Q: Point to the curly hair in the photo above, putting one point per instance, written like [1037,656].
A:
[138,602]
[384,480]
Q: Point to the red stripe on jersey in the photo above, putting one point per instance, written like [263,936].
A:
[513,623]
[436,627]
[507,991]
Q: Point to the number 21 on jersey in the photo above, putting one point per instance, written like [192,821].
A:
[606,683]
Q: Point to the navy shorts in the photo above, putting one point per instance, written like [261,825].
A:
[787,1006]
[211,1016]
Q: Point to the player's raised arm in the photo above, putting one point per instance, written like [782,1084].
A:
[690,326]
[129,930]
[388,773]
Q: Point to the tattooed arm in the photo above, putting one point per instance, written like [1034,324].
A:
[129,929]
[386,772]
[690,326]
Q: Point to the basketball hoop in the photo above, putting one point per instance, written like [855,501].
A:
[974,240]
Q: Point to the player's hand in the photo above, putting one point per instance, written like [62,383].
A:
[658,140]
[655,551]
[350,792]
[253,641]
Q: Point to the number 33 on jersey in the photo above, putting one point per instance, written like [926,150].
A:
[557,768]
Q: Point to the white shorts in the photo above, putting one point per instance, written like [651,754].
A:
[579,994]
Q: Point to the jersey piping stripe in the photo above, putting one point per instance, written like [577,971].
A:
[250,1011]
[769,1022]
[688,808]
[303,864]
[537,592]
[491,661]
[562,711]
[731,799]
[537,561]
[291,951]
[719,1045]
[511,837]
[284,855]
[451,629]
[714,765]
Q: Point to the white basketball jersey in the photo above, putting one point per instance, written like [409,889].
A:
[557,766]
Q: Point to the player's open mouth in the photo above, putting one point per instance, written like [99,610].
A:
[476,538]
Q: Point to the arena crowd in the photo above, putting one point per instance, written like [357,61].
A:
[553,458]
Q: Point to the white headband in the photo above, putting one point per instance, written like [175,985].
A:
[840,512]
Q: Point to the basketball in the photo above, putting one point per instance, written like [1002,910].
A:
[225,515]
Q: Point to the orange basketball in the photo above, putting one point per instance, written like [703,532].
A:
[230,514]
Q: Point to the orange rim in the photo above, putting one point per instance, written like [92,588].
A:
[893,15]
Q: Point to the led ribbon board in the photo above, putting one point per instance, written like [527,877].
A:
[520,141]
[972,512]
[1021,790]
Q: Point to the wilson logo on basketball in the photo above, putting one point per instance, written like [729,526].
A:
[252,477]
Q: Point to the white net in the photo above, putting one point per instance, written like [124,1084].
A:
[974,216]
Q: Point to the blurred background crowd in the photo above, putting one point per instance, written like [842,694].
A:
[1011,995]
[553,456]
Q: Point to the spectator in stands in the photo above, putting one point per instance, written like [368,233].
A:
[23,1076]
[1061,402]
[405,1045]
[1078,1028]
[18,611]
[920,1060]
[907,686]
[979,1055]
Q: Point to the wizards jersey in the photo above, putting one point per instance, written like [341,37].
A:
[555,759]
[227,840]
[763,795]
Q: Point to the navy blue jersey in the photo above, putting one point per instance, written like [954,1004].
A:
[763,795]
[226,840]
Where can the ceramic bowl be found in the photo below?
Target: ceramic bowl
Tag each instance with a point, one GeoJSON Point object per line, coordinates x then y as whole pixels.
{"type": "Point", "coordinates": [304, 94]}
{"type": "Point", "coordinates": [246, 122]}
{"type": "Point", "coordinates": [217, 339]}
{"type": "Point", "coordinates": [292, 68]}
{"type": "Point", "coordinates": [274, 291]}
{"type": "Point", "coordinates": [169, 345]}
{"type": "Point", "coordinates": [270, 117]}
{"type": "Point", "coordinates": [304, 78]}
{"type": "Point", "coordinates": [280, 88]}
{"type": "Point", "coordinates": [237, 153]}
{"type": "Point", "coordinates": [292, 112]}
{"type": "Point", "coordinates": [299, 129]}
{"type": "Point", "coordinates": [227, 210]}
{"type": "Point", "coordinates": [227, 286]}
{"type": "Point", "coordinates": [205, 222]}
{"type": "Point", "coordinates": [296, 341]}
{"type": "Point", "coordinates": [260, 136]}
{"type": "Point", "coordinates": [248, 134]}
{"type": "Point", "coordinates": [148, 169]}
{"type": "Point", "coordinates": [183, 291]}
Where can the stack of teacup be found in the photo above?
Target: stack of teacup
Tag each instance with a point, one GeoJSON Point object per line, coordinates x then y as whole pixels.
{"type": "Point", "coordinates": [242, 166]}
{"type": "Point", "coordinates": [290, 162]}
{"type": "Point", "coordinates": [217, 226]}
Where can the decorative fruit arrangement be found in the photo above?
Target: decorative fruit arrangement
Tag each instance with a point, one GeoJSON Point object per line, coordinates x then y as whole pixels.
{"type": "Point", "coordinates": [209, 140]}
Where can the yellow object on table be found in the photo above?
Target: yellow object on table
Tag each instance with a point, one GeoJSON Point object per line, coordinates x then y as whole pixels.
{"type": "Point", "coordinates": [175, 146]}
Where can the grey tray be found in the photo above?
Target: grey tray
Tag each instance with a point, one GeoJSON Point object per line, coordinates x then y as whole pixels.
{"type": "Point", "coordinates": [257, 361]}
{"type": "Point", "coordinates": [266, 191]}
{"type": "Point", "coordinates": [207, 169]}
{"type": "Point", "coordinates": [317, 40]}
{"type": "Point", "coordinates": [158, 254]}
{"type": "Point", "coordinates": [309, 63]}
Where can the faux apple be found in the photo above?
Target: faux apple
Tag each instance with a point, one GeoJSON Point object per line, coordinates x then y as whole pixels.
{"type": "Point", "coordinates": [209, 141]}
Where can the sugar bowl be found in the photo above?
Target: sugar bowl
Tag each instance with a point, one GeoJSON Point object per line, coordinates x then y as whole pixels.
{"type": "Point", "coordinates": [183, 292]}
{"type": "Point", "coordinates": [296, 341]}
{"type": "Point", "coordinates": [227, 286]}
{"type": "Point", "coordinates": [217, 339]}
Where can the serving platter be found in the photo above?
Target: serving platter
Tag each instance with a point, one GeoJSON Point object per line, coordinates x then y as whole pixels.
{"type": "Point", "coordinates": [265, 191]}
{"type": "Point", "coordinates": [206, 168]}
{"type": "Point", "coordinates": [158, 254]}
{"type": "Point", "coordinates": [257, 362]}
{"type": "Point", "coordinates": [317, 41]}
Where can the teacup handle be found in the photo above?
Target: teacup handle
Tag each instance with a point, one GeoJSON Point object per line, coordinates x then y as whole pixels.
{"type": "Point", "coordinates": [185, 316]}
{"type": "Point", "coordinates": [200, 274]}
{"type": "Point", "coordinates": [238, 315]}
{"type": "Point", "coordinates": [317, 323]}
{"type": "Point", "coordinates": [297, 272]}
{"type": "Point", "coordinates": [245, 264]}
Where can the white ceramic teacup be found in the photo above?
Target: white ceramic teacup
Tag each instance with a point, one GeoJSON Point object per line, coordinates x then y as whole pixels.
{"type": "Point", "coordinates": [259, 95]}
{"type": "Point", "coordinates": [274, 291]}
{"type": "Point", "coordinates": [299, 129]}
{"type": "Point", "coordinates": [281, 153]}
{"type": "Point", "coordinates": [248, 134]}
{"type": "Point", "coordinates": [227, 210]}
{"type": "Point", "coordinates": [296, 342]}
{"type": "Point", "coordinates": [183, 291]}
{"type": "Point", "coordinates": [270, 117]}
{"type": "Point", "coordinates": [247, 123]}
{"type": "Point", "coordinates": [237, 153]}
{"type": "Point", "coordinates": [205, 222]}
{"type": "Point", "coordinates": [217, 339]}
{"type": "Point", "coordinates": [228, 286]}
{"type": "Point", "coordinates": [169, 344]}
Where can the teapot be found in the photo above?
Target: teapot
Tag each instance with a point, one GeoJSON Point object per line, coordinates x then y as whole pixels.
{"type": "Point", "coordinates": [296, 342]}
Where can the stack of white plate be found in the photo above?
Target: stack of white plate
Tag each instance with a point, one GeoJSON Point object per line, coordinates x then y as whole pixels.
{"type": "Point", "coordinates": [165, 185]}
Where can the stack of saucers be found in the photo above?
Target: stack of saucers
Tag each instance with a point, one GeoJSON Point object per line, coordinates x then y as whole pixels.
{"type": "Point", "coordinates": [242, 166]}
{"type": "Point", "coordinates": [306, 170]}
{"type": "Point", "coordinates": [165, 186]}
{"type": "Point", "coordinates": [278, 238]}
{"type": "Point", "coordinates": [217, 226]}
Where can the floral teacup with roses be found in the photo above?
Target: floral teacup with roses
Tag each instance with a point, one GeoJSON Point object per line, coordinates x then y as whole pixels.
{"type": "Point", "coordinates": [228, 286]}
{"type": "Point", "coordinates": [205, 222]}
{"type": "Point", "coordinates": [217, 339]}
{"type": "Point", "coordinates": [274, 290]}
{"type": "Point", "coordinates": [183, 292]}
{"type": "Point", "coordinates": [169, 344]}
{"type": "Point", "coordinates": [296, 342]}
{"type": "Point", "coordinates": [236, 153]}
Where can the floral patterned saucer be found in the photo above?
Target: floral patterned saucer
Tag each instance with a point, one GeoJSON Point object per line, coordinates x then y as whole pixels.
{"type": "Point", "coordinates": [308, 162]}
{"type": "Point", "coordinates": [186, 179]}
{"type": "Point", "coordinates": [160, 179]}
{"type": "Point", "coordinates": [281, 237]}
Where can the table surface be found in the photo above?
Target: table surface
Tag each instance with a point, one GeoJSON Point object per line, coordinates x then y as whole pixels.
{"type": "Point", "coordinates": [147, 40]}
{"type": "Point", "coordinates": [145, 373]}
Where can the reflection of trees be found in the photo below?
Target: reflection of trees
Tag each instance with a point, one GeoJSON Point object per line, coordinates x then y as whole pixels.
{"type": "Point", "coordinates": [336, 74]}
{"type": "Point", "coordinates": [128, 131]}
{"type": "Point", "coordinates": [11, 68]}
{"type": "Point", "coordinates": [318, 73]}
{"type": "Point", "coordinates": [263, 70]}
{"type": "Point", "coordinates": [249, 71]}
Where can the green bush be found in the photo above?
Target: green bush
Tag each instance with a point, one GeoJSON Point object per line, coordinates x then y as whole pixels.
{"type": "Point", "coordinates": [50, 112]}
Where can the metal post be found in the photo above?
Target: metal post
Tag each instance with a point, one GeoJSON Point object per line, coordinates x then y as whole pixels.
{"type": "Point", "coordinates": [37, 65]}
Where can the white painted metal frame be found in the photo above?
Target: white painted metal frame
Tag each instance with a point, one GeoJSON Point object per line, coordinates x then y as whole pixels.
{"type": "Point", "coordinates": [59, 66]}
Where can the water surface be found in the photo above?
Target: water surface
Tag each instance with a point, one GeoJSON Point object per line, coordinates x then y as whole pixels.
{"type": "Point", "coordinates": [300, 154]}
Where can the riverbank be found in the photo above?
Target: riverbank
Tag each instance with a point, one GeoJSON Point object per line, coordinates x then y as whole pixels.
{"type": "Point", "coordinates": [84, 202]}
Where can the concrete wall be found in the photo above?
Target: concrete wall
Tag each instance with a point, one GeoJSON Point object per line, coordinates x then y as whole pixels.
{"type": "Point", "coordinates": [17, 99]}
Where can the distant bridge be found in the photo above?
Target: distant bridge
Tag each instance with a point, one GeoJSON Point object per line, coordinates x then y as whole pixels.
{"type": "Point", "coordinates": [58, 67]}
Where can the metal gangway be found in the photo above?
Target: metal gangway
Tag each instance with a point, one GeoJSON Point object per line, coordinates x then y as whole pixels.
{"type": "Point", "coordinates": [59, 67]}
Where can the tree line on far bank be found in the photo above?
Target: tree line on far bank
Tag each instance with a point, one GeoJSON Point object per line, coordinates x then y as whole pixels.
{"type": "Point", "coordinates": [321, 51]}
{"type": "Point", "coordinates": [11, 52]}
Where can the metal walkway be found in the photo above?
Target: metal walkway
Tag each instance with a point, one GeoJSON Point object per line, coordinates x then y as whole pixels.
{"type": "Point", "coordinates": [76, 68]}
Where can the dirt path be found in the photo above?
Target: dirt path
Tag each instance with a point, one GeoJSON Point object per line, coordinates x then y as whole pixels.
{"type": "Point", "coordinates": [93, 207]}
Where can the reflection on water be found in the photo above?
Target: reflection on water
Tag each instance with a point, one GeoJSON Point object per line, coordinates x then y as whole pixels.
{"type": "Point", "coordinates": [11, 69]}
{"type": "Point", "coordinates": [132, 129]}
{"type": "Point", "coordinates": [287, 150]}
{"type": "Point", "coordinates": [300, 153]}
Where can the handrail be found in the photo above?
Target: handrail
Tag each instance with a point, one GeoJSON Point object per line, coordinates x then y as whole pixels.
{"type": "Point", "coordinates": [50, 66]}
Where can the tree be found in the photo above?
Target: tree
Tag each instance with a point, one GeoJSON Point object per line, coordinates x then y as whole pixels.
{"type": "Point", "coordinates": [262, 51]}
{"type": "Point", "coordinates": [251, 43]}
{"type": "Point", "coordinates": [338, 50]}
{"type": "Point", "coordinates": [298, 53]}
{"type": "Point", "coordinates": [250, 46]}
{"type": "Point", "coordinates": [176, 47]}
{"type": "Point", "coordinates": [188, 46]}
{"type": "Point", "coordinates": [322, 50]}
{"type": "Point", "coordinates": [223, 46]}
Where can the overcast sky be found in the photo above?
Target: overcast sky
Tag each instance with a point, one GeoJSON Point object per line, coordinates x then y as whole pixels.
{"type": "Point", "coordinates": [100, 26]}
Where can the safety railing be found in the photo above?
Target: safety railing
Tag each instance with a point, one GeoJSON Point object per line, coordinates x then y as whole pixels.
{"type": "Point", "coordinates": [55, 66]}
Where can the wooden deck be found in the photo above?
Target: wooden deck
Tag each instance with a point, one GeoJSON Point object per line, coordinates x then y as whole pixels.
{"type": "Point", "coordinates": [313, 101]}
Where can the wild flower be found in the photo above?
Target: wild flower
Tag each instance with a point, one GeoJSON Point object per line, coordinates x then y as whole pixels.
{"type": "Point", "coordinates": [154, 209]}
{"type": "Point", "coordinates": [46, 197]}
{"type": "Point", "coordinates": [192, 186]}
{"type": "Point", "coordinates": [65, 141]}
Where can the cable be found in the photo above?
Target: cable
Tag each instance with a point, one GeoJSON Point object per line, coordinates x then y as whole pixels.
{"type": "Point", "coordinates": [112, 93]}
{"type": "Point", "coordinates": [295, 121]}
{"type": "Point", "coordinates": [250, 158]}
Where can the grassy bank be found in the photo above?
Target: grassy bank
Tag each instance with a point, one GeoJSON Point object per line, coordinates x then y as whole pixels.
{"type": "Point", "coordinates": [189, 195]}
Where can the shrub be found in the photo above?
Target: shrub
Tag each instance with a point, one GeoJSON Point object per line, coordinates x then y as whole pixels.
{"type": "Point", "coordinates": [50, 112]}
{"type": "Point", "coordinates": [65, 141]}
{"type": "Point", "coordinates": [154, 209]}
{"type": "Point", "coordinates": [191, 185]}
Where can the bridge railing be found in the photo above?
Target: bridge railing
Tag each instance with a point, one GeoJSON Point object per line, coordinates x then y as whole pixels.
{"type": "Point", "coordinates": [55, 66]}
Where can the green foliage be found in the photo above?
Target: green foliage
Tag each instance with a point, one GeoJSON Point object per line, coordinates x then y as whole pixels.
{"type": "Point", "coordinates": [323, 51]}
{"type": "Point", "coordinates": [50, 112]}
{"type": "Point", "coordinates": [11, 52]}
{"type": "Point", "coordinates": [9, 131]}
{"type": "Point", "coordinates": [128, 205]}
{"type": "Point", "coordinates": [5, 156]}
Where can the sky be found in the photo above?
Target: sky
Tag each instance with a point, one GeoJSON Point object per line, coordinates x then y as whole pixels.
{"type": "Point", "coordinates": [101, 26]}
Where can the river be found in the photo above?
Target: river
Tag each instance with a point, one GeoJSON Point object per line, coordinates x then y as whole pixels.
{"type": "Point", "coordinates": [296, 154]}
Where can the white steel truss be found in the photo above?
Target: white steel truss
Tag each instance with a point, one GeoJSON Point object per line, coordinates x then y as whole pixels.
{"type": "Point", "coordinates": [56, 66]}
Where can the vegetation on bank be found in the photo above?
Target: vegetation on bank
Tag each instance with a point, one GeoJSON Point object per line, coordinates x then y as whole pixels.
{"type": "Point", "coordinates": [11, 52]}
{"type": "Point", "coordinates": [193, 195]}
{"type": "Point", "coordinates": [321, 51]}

_ _ _ _

■ **TASK INSTRUCTIONS**: Copy out only the lines above from the one with "Q: Point to the blurred" to the one with "Q: Point to the spectator", inclusive, exactly as they stand.

■ **EXPECTED ANSWER**:
Q: Point to the blurred background crowd in the photo above, putting one point per instance, written like [842,694].
A:
[1011,995]
[553,456]
Q: Point to the spectator in stands in the photo above, putting one point per instance, written like [368,233].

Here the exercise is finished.